→ Task statement: Can you show every line of the material below that contains the word "woman"? Match case exactly.

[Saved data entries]
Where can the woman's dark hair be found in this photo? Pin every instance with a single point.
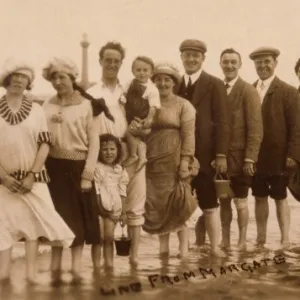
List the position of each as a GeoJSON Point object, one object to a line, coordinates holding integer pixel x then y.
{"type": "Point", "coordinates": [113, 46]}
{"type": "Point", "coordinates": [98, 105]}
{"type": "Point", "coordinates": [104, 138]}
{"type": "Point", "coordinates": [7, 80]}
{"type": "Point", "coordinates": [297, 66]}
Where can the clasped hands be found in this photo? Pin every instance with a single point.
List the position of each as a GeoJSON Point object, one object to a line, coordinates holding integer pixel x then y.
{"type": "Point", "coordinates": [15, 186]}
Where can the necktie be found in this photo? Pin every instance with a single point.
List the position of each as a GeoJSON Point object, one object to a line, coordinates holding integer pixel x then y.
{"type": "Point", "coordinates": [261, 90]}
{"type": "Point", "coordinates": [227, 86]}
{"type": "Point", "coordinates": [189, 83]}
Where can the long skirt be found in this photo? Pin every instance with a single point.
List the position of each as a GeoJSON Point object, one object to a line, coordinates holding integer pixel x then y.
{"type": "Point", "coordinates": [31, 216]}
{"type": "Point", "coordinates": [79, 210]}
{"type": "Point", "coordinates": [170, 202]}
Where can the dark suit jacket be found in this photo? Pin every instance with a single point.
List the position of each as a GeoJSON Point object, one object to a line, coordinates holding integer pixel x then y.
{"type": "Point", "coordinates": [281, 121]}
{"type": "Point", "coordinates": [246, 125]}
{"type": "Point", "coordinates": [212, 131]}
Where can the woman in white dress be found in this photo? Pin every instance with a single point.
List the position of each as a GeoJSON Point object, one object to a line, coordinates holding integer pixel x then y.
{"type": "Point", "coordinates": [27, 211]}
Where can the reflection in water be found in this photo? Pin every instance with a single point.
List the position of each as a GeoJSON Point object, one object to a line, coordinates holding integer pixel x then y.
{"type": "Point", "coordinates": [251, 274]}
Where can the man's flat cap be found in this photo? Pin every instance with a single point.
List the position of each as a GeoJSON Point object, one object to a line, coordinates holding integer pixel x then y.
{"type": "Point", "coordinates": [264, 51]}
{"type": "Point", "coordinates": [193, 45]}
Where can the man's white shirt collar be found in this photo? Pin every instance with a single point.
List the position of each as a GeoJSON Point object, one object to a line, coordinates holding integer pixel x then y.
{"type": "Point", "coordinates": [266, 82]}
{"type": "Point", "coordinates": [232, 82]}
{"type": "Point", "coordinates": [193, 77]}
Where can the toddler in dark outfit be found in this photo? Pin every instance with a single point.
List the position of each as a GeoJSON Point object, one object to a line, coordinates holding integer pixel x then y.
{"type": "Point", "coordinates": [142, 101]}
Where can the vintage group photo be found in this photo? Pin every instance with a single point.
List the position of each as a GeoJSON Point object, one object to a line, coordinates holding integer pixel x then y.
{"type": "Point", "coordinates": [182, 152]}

---

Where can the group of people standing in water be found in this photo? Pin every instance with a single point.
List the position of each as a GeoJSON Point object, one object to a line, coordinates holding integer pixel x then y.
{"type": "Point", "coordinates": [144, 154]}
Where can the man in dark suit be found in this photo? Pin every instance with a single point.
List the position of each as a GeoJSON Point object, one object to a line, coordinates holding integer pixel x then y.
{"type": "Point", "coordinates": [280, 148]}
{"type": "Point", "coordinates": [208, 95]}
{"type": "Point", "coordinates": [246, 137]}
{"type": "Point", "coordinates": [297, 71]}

→ Reply:
Where can the woman's dark hair be found in this photo? Pin every instance with a single point.
Where can the woman in white dress be found in this photo? Pin every instance with a single point.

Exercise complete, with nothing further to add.